Digitales Post-Wachstum und ‚smarte‘ Städte: Die Macht von Big Tech herausfordern, den Kapitalismus stören

Folgen der Flutkatastrophe in Spanien Ende Oktober 2024, die unter anderem zu großflächigen Überschwemmungen in Valencia führte und Straßen in Autofriedhöfe verwandelte. Menschen versuchen, sich im urbanen Chaos zurechtzufinden. Computerspielfigur mit Bambusschwert und Kamera. Überwachungskamera über der Stadt. Artwork: Colnate Group, 2024 (cc by nc)
Artwork: Colnate Group, 2024 (cc by nc)

Führende Big-Tech-Unternehmen sind mehr wert als das gesamte jährliche BIP der meisten Länder. Dies spiegelt nicht nur ihre wirtschaftliche Macht wider, sondern erinnert auch an die zunehmende algorithmische Kontrolle, die Big-Tech-Tools und -Infrastrukturen über die Ungleichheiten ausüben, die den kapitalistischen Stoffwechsel aufrechterhalten. Wenn die Städte, in denen heute mehr als die Hälfte der acht Milliarden Menschen auf der Welt leben, zu Plattformen für die globale Revolution werden sollen, die wir heute brauchen, um die globale Hegemonie des Kapitalismus zu beenden – ein Unterfangen, das angesichts der vom Kapitalismus verursachten Klimakatastrophe dringender denn je erscheint –, dann müssen wir die Beziehung zwischen Big Tech und urbaner Revolte neu überdenken, argumentiert Michael Kwet in seinem Beitrag zur Reihe „Kin City“.

— Auszüge aus Daten —
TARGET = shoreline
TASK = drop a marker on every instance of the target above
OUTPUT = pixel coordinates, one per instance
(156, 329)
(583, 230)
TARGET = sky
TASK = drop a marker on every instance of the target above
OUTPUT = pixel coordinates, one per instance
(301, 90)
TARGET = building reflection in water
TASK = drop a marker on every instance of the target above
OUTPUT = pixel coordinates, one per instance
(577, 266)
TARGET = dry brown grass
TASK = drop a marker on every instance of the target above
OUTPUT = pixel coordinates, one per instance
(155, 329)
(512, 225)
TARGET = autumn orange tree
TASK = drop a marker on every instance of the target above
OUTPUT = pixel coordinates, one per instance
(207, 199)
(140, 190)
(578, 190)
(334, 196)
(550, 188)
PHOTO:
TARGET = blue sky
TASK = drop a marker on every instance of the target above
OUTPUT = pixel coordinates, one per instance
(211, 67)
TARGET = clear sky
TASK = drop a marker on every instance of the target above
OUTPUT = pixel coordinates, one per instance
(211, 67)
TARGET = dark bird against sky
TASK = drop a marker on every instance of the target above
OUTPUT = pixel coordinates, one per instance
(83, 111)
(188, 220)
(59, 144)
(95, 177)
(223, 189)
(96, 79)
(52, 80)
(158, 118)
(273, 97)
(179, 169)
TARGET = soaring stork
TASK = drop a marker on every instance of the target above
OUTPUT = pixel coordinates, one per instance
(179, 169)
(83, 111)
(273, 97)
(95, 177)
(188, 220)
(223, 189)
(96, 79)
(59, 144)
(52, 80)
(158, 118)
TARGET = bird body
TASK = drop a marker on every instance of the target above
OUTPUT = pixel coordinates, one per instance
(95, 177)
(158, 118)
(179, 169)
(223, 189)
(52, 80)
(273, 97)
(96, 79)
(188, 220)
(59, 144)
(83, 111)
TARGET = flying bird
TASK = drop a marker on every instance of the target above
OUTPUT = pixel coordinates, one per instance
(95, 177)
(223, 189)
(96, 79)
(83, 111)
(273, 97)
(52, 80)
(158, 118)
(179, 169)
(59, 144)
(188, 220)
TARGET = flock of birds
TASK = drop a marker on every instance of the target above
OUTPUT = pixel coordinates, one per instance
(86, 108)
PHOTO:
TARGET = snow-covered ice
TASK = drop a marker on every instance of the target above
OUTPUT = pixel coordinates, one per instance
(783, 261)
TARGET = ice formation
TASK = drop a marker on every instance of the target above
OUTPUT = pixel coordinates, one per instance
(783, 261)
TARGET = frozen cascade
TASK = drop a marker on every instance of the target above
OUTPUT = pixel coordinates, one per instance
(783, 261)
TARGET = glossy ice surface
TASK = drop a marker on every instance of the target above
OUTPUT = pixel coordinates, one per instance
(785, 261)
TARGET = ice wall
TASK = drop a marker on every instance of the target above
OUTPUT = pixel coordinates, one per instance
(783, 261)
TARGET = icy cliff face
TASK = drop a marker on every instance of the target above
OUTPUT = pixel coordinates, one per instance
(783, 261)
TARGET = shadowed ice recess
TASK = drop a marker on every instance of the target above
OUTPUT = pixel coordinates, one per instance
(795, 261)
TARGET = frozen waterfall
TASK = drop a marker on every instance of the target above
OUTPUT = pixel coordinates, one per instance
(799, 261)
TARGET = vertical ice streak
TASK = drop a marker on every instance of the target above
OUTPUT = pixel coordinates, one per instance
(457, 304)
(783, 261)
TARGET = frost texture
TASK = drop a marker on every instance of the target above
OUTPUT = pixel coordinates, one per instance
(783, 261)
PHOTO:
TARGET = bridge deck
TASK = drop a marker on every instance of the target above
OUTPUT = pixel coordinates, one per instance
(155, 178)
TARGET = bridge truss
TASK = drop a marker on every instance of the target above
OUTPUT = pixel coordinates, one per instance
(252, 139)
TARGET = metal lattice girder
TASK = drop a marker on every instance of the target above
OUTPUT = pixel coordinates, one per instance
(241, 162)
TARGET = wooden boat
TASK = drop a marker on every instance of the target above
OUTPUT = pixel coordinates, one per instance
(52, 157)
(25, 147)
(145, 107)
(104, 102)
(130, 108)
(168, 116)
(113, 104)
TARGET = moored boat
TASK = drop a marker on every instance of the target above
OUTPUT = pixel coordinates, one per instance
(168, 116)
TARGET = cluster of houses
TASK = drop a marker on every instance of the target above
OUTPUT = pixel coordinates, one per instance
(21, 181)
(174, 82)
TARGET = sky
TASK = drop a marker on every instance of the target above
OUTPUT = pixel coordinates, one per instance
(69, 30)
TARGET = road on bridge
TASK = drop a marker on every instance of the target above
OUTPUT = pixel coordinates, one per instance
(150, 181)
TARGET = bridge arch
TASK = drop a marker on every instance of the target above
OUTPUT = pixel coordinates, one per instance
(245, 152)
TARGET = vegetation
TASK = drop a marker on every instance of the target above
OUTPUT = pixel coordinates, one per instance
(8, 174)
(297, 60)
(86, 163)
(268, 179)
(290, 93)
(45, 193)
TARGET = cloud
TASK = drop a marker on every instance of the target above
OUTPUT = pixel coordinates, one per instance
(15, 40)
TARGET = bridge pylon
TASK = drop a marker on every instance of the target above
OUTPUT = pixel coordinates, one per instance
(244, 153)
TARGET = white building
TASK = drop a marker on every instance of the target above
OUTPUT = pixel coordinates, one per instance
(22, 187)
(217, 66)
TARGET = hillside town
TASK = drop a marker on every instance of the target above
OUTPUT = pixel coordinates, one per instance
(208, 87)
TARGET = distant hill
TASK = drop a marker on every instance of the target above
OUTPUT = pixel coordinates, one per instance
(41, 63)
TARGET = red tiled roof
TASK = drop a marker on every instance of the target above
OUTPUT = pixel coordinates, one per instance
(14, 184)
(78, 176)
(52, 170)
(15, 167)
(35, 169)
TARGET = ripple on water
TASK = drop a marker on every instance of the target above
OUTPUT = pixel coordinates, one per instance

— Aufgaben —
A) Beantworte diese Fragen mit Angaben aus dem Textausschnitt über Big Tech:
(i) In welcher Stadt führte die Flut laut Bildunterschrift zu großflächigen Überschwemmungen?
(ii) Mehr als was sind führende Big-Tech-Unternehmen wert?
(iii) Zu welcher Reihe gehört der Beitrag von Michael Kwet?
B) Schreib den Textausschnitt über Big Tech nach seinem letzten Satz weiter.

— Lösungen —
A)
(i) In Valencia.
(ii) Mehr als das gesamte jährliche BIP der meisten Länder.
(iii) Zur Reihe „Kin City“.

B)
*

Mit Blick auf das Jahr 2025 hat der ökologische Notstand fieberhafte Züge angenommen. Und es wird nicht besser werden. Die Erderwärmung hat zum ersten Mal in zwölf aufeinander folgenden Monaten die 1,5°C-Marke überschritten (vor allem aufgrund des El Niño-Ereignisses), und im langfristigen Durchschnitt werden wir wahrscheinlich 1,3°C über dem vorindustriellen Niveau liegen. Wenn wir 1,5°C erreichen, was wahrscheinlich um 2030 der Fall sein wird, steigt die Wahrscheinlichkeit, dass mehrere katastrophale Kipppunkte ausgelöst werden, von ‚möglich‘ auf ‚wahrscheinlich‘. Das Auftauen der Permafrostböden, der Stillstand der atlantischen Umwälzzirkulation (AMOC), das Absterben der Regenwälder im Amazonasgebiet, der Zusammenbruch der großen Eisschilde, die Verschiebung des Monsuns und das Absterben der Korallenriffe, die ein Viertel des gesamten Lebens in den Ozeanen beherbergen, führen zu einer kategorischen Verschlechterung der Weltlage, die nicht mehr rückgängig gemacht werden kann, selbst wenn wir einen Weg finden, die Temperatur wieder zu senken. Hinzu kommt, dass der Verlust an biologischer Vielfalt und die Zerstörung von Lebensräumen mit alarmierender Geschwindigkeit voranschreiten und das auslösen, was Wissenschaftler*innen das ‚sechste Massenaussterben‘ nennen. Auch Umweltverschmutzung und Abfall verursachen verheerende Schäden. Millionen von Menschen sterben jedes Jahr an den Folgen der Luftverschmutzung in Innenräumen und im Freien, während Mikroplastikabfälle die Meere verschmutzen und das Leben in den Ozeanen und Ökosystemen gefährden. Wie die Vereinten Nationen es ausdrücken, stehen wir heute vor einer dreifachen Krise: Klimawandel, Verlust der Natur sowie Verschmutzung und Abfall.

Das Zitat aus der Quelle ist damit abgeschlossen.